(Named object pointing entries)
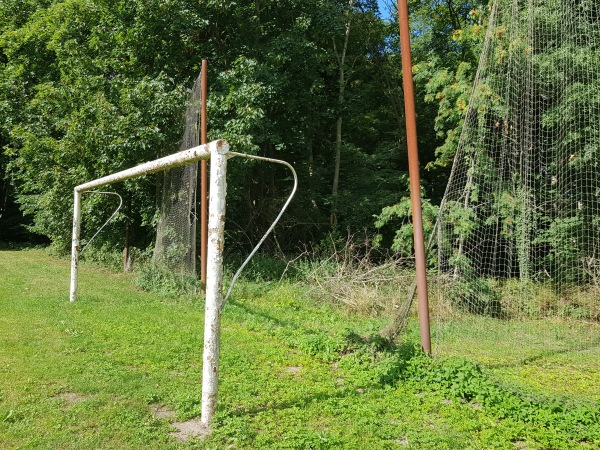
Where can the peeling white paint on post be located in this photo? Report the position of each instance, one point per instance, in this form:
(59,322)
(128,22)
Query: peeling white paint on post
(214,284)
(168,162)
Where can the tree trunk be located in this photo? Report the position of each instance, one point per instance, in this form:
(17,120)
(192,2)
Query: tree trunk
(338,129)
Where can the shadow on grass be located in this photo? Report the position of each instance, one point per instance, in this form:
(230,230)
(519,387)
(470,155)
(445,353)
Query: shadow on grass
(545,354)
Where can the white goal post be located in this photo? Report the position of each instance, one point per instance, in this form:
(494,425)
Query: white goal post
(218,152)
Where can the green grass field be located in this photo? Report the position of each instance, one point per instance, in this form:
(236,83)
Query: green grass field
(119,367)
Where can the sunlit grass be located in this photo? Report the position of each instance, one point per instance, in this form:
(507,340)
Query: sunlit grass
(86,375)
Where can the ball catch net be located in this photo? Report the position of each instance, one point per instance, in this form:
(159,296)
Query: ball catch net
(175,247)
(519,227)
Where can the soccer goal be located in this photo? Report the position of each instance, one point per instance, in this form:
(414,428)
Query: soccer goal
(218,152)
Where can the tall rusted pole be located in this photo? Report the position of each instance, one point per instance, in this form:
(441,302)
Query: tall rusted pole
(203,179)
(413,173)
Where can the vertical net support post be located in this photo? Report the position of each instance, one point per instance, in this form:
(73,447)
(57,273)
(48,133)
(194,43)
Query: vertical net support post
(214,284)
(415,184)
(75,244)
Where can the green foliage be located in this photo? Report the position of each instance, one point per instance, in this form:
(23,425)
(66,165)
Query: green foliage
(400,217)
(163,280)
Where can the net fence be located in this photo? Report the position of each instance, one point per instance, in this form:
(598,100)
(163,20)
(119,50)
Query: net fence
(519,228)
(175,247)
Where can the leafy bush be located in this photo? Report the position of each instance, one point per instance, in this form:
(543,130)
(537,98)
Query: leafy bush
(162,280)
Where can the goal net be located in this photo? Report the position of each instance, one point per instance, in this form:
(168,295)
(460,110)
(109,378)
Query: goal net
(519,226)
(175,247)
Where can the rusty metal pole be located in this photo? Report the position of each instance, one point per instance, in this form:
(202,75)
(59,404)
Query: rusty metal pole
(413,172)
(203,179)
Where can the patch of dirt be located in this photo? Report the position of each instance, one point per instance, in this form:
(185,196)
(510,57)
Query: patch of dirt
(71,397)
(402,441)
(294,370)
(189,429)
(162,412)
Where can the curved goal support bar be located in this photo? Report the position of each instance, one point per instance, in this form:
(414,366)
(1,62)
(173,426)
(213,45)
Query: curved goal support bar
(283,209)
(175,160)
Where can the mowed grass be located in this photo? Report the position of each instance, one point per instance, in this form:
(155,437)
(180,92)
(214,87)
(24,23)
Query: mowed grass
(89,375)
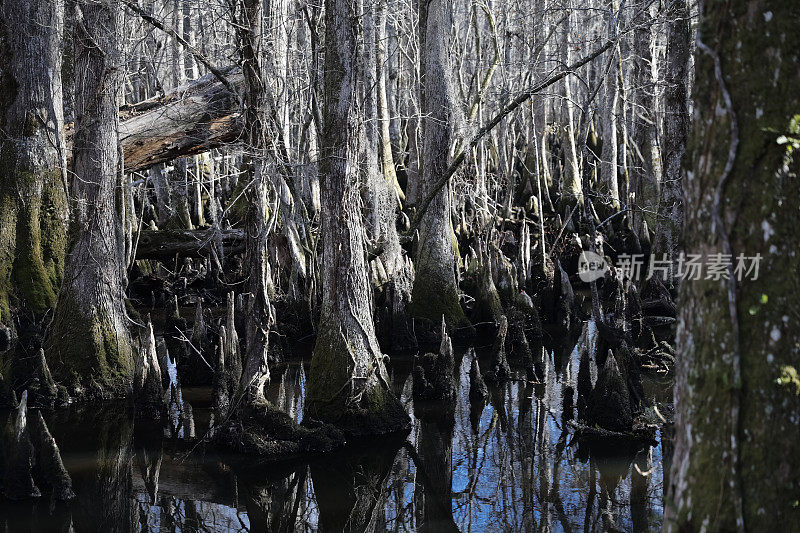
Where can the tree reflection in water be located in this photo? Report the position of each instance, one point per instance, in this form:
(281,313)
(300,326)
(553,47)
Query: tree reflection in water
(515,467)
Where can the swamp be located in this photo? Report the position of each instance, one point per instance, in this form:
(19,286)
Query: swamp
(399,265)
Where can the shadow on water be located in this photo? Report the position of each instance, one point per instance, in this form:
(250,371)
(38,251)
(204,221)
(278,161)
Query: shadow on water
(512,464)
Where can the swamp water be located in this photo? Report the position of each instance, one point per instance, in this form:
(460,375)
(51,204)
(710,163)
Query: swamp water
(515,465)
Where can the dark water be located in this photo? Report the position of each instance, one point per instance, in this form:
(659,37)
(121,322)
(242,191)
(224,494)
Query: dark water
(515,466)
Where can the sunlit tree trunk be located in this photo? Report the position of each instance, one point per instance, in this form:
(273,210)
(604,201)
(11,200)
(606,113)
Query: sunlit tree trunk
(737,451)
(647,163)
(609,166)
(89,346)
(435,290)
(259,311)
(669,230)
(571,190)
(349,384)
(33,196)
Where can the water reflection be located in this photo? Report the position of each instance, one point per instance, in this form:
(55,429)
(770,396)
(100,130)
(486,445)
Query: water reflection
(510,465)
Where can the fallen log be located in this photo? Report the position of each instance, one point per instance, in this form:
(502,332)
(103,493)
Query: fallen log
(190,119)
(166,244)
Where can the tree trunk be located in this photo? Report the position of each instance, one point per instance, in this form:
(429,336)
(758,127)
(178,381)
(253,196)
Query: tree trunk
(435,290)
(393,319)
(89,343)
(571,190)
(669,230)
(349,384)
(33,196)
(737,451)
(645,170)
(256,370)
(609,167)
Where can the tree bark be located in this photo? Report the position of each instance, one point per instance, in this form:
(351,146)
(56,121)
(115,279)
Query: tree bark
(191,119)
(89,343)
(255,372)
(669,231)
(737,451)
(33,196)
(435,291)
(349,384)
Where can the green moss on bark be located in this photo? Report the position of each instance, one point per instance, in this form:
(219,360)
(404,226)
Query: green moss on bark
(87,353)
(34,239)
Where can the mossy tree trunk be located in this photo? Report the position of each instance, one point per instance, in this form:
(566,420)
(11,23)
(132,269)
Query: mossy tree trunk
(737,451)
(33,197)
(349,384)
(89,344)
(435,291)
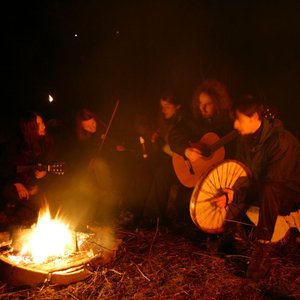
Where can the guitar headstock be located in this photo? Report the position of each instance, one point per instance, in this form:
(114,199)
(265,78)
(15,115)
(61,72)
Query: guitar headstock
(57,168)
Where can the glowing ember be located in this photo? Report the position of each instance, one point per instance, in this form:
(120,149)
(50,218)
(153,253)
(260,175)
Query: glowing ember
(49,237)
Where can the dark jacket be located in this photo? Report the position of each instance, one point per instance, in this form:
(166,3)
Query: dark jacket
(272,154)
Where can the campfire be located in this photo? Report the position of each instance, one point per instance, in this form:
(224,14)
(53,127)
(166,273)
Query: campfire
(51,252)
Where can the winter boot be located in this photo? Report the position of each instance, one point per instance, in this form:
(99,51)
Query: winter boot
(260,262)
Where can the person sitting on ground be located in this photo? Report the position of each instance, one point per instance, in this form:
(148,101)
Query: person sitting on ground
(272,154)
(95,168)
(211,107)
(29,185)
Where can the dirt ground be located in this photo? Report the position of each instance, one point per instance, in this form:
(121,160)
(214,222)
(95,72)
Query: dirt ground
(176,263)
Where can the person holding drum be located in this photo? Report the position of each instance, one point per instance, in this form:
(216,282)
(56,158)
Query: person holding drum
(272,154)
(192,136)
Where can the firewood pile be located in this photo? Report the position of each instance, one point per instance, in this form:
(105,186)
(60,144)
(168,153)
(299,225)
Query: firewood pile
(175,264)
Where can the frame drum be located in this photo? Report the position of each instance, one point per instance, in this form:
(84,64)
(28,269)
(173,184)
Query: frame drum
(227,174)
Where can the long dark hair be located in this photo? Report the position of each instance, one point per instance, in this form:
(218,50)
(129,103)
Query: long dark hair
(219,95)
(32,142)
(85,114)
(248,104)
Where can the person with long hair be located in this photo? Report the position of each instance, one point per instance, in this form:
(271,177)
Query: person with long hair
(211,112)
(30,182)
(95,192)
(272,154)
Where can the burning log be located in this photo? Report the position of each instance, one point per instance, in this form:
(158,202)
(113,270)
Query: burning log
(23,263)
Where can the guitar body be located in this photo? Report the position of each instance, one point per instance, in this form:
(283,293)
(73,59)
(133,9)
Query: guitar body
(188,172)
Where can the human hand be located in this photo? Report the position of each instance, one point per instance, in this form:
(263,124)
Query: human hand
(192,153)
(22,191)
(39,174)
(225,199)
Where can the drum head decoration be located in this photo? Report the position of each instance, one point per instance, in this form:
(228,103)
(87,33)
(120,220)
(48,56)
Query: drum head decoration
(228,174)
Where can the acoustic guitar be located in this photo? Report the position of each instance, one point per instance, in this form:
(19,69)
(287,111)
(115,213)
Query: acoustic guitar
(212,149)
(55,168)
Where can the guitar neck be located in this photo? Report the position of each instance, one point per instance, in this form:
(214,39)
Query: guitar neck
(56,168)
(24,168)
(224,140)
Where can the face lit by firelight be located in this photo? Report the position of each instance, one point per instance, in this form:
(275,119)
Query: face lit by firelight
(246,125)
(207,106)
(89,125)
(168,109)
(41,126)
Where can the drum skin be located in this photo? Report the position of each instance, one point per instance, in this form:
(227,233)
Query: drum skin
(227,174)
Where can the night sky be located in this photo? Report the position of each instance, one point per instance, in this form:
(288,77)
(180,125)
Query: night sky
(92,53)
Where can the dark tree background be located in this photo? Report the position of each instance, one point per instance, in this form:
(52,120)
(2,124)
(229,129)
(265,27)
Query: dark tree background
(89,52)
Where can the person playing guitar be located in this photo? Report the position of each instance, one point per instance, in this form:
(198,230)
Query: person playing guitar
(195,141)
(30,181)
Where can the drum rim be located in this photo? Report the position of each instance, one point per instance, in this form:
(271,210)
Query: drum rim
(200,182)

*Set problem*: Copy, character for character, the lines from the line that holds "Where can the guitar body" through the final line of the records above.

*Task solution*:
Where can the guitar body be located in this photo? Report the position of each instance, one point per instance, in this form:
(283,293)
(73,59)
(133,9)
Query: guitar body
(188,172)
Where can the human hand be located in this photo? Report the position of each instance, one point per instance, in this form:
(263,124)
Query: human hand
(192,153)
(22,191)
(39,174)
(225,199)
Where can the drum head decoration be located in this photo? Report the position of each instance, one point per instance, in this form:
(228,103)
(87,33)
(120,220)
(48,56)
Query: drum head decoration
(228,174)
Where can the acoustic guitar be located in this photo? Report the position of each instance, one point per instance, in this form:
(19,69)
(287,111)
(115,213)
Query: acoustic guitar
(212,149)
(55,168)
Where can the guitar neck be located in this photo? Report the position of each instance, one point per instance, in this form:
(214,39)
Query: guitar neck
(56,168)
(24,168)
(224,140)
Where can the face lit by firelight be located in this photo? Report the position of each instance, one point per instance, in this form:
(275,119)
Query: face lit by firelight
(246,125)
(207,106)
(89,125)
(168,109)
(41,126)
Where can the drum skin be located in this photo? Report the position of each instance, one point per instance, in this form:
(227,233)
Query: drum skin
(227,174)
Where can the night sky be located in this photo? Report the position of each instance, one point per instance, in this form:
(288,77)
(180,125)
Query: night sky
(92,53)
Where can the dark tree background be located in this photo? Report the position of each instance, one point per instance, in this form:
(52,120)
(2,124)
(229,129)
(265,27)
Query: dark tree background
(89,52)
Where can the person playing guitar be located in this photo? Report the position of each instance, one point per instance, in this form:
(198,230)
Query: person playing guitar
(195,141)
(30,181)
Where can the drum rim be located in this photo? Report the position of each instance, one point per instance, in this form:
(271,210)
Query: drum rim
(200,182)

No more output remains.